* _Problem description_: Rewrite the lines below, replacing "marker" with "dot" and changing nothing else.

* _Material provided_:
================================

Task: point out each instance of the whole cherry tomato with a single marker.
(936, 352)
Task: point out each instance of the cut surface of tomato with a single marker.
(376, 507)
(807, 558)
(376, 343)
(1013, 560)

================================

* _Complete output_:
Task: point out each instance of the whole cherry tomato with a single dot.
(936, 352)
Task: point out each instance of the cut surface of tomato with a single dot.
(376, 507)
(807, 558)
(376, 343)
(1013, 560)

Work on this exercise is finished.